** Required work **
Using the CM9 build thread, say yes or no to whether each of these statements agrees with it, and quote the thread's deciding words for each: 1. The poster ran the extract-files.sh script in the device/samsung/toro directory. 2. A search on the phone through adb shell turned up SPG.apk. 3. The command the poster used to start the build was "brunch toro".

**** Supplied text

# SPG.apk missing while building CM9



## tommymdempsey (Sep 30, 2011)

I searched around for this, but I can't find anything on it. I'm attempting to build CM9 on my own. I pulled the latest code with "repo init -u git://github.com/CyanogenMod/android.git -b ics --repo-url=git://github.com/android/tools_repo.git" and did a repo sync. Then I ran the extract-files.sh script in the device/samsung/toro directory. Everything ran fine except for where it tried to get "SPG.apk". It returned an error that the file does not exist. I did a find on the phone (adb shell) and couldn't find this apk. I thought i'd go ahead without it and ran "brunch toro". It starts to build and eventually errors out becuase of this file:

make: *** No rule to make target `vendor/samsung/toro/proprietary/SPG.apk', needed by `out/target/product/toro/obj/APPS/SPG_intermediates/SPG.apk'. Stop.
make: *** Waiting for unfinished jobs....

Any help here would be appreciated. I apologize in advance if this isn't the right place.

update: As I hit submit on this, I stumbled upon this: https://github.com/koush/proprietary_vendor_samsung/blob/ics/toro/proprietary/SPG.apk. I'm getting further now.. hopefully it will complete.


----------



## icanhazdroid (Jun 24, 2011)

tommymdempsey said:


> I searched around for this, but I can't find anything on it. I'm attempting to build CM9 on my own. I pulled the latest code with "repo init -u git://github.com/CyanogenMod/android.git -b ics --repo-url=git://github.com/android/tools_repo.git" and did a repo sync. Then I ran the extract-files.sh script in the device/samsung/toro directory. Everything ran fine except for where it tried to get "SPG.apk". It returned an error that the file does not exist. I did a find on the phone (adb shell) and couldn't find this apk. I thought i'd go ahead without it and ran "brunch toro". It starts to build and eventually errors out becuase of this file:
> 
> make: *** No rule to make target `vendor/samsung/toro/proprietary/SPG.apk', needed by `out/target/product/toro/obj/APPS/SPG_intermediates/SPG.apk'. Stop.

********
**** Data supplied

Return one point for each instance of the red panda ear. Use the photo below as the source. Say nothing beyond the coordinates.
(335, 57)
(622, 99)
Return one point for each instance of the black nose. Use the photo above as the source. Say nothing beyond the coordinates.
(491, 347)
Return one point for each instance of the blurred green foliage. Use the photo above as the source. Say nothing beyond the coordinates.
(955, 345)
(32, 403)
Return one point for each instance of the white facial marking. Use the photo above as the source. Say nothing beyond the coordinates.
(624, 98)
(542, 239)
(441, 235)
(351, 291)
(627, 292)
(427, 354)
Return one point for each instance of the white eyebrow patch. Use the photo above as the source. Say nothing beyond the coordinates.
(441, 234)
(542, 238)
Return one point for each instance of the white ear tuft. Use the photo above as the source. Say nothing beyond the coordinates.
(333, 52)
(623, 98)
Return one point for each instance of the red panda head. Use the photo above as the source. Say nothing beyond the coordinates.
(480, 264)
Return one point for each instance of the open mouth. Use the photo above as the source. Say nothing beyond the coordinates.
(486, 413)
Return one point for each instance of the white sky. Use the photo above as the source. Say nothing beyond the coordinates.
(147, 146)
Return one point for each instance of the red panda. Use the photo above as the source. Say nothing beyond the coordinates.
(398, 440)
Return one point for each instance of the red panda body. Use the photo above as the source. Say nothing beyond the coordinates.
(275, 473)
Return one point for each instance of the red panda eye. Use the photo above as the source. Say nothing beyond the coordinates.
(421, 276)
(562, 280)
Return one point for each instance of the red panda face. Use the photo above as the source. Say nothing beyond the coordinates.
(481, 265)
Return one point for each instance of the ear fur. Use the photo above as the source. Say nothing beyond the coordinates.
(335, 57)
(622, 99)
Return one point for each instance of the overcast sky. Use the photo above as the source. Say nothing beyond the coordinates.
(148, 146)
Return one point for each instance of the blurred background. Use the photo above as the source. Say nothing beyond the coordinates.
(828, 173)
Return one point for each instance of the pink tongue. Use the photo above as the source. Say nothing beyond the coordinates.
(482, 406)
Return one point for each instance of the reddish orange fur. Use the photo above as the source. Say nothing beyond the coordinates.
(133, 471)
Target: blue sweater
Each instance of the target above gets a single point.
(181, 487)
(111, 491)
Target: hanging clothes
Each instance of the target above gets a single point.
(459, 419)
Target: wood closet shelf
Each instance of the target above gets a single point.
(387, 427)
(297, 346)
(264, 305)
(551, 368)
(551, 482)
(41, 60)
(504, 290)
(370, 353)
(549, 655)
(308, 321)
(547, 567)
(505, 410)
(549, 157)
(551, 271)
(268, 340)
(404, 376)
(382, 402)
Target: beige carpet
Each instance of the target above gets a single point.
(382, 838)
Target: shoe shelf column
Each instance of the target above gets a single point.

********

** Answer to this problem **
1. Yes: "Then I ran the extract-files.sh script in the device/samsung/toro directory."
2. No: "I did a find on the phone (adb shell) and couldn't find this apk."
3. Yes: "I thought i'd go ahead without it and ran "brunch toro"."